§ Dataset records
* * * * * * *
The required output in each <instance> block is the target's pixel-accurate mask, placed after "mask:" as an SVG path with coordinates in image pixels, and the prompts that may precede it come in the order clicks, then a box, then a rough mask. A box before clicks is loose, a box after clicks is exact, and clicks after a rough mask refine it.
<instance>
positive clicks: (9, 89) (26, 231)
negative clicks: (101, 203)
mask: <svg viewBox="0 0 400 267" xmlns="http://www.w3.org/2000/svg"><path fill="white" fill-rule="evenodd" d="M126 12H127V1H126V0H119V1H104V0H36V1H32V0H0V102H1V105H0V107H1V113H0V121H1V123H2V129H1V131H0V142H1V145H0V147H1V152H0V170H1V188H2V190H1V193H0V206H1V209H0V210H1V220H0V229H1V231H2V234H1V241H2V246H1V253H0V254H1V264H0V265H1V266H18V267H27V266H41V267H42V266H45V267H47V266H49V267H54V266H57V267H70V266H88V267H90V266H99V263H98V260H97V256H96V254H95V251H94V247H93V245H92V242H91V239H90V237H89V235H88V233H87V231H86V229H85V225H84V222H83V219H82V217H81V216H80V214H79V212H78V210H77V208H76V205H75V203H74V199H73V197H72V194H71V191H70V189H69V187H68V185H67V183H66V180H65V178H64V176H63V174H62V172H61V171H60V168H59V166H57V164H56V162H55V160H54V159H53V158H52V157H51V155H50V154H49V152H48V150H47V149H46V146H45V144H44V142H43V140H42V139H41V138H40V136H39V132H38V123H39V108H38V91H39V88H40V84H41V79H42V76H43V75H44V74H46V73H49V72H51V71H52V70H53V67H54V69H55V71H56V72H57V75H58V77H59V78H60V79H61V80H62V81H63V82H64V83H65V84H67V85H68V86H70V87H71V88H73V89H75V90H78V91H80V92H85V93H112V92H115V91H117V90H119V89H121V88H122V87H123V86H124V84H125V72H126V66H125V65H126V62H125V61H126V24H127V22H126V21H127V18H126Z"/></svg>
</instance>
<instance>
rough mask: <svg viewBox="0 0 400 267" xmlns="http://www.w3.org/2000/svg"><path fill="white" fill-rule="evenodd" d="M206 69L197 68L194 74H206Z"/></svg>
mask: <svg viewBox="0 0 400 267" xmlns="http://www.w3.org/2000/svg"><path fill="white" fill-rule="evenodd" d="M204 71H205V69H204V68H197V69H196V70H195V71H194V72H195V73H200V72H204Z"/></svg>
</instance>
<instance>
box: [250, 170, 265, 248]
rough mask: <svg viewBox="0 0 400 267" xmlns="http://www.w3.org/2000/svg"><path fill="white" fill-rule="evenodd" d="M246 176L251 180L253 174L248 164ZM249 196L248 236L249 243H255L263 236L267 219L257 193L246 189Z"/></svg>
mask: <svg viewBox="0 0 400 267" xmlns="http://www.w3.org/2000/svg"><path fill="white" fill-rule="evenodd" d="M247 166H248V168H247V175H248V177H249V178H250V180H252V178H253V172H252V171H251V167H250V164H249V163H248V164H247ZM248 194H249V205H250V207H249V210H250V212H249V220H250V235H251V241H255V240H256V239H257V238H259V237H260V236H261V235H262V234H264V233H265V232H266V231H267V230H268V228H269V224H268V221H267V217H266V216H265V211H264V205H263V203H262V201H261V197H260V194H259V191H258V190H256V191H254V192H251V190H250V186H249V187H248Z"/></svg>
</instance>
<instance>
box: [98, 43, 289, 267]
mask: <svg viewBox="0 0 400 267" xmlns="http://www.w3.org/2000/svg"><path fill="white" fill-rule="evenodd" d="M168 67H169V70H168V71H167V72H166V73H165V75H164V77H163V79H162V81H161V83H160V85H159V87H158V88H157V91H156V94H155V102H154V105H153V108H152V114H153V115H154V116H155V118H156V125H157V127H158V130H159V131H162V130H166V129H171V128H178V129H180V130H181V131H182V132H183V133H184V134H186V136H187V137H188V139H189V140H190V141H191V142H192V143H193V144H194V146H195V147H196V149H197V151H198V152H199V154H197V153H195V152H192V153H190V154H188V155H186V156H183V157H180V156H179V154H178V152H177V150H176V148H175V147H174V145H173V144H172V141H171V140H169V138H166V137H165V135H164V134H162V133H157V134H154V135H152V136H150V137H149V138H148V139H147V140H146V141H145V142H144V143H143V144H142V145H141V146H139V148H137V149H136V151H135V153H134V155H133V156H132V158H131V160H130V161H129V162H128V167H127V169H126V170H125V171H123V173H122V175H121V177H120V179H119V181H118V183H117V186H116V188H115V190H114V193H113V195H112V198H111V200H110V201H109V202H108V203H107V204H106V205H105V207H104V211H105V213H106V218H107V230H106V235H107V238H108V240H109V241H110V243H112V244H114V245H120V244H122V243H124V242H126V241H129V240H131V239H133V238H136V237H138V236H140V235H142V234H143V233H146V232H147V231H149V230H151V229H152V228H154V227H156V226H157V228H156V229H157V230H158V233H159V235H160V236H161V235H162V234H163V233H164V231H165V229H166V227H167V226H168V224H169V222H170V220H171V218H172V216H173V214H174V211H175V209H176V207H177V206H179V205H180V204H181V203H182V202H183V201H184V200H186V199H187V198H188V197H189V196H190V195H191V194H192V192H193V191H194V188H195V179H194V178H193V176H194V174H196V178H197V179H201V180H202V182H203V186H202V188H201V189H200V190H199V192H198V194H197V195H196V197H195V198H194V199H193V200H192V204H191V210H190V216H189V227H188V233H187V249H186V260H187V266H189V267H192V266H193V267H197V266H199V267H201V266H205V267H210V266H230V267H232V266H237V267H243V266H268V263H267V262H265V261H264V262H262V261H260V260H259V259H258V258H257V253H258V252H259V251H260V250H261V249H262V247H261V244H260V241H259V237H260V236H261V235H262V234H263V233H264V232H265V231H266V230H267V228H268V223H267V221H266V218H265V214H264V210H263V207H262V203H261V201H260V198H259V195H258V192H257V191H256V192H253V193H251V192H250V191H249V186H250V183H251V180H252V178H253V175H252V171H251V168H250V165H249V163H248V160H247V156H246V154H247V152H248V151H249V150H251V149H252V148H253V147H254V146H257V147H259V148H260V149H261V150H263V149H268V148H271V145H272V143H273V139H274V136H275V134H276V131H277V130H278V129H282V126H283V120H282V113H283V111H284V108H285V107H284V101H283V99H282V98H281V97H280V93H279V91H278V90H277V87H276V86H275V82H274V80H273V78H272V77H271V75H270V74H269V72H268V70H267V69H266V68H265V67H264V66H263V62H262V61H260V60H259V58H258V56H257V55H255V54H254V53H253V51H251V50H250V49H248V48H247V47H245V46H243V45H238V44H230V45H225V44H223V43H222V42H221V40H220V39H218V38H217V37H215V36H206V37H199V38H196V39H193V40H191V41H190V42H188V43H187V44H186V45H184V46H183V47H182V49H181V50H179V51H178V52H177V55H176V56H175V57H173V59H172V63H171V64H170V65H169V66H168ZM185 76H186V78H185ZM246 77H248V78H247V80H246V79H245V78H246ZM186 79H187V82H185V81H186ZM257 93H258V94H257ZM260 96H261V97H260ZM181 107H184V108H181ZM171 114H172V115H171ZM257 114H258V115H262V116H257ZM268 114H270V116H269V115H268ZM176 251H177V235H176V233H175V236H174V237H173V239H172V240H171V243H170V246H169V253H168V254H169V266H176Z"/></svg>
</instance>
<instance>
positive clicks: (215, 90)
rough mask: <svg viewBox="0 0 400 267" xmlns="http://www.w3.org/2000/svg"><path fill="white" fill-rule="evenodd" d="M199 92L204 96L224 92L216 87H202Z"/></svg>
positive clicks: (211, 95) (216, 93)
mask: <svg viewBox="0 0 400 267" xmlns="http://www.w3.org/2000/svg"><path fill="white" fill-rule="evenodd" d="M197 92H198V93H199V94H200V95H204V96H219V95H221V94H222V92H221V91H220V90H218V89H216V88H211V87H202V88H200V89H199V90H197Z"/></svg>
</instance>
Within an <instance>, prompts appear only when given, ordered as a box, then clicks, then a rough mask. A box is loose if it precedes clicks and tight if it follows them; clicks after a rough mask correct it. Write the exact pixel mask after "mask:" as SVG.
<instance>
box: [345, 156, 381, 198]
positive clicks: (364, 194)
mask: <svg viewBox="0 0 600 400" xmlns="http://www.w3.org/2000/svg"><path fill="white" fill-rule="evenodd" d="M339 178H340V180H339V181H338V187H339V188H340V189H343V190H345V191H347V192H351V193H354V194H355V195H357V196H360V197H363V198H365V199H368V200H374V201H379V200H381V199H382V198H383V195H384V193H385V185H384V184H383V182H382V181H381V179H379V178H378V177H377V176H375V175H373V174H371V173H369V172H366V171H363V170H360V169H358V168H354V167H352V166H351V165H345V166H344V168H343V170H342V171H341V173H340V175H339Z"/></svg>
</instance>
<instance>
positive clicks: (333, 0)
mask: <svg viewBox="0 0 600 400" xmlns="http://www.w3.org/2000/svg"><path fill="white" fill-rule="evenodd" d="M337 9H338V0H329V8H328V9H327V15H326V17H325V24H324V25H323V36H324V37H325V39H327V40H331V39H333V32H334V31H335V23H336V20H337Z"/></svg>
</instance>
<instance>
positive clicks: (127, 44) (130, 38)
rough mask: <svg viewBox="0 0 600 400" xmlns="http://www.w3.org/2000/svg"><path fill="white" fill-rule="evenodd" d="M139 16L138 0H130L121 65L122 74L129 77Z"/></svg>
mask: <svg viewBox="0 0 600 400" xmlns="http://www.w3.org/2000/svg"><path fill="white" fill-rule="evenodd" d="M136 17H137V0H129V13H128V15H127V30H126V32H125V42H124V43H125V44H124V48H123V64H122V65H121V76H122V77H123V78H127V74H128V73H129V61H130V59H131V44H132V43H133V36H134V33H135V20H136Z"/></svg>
* * * * * * *
§ Work required
The word "loose" may appear in several lines of the data; copy every line where it does.

§ Answer to this exercise
The required output in each <instance> block is the target's pixel-accurate mask, placed after "mask:" as an SVG path with coordinates in image pixels, and the prompts that may precede it come in the order clicks, then a box, then a rough mask. A box before clicks is loose, a box after clicks is exact, and clicks after a rough mask refine it.
Within an <instance>, prompts appear only when given, ordered as a box, then clicks, then a rough mask. A box is loose if it precedes clicks and tight if it follows them; clicks after a rough mask correct it. Write the exact pixel mask after "mask:" as SVG.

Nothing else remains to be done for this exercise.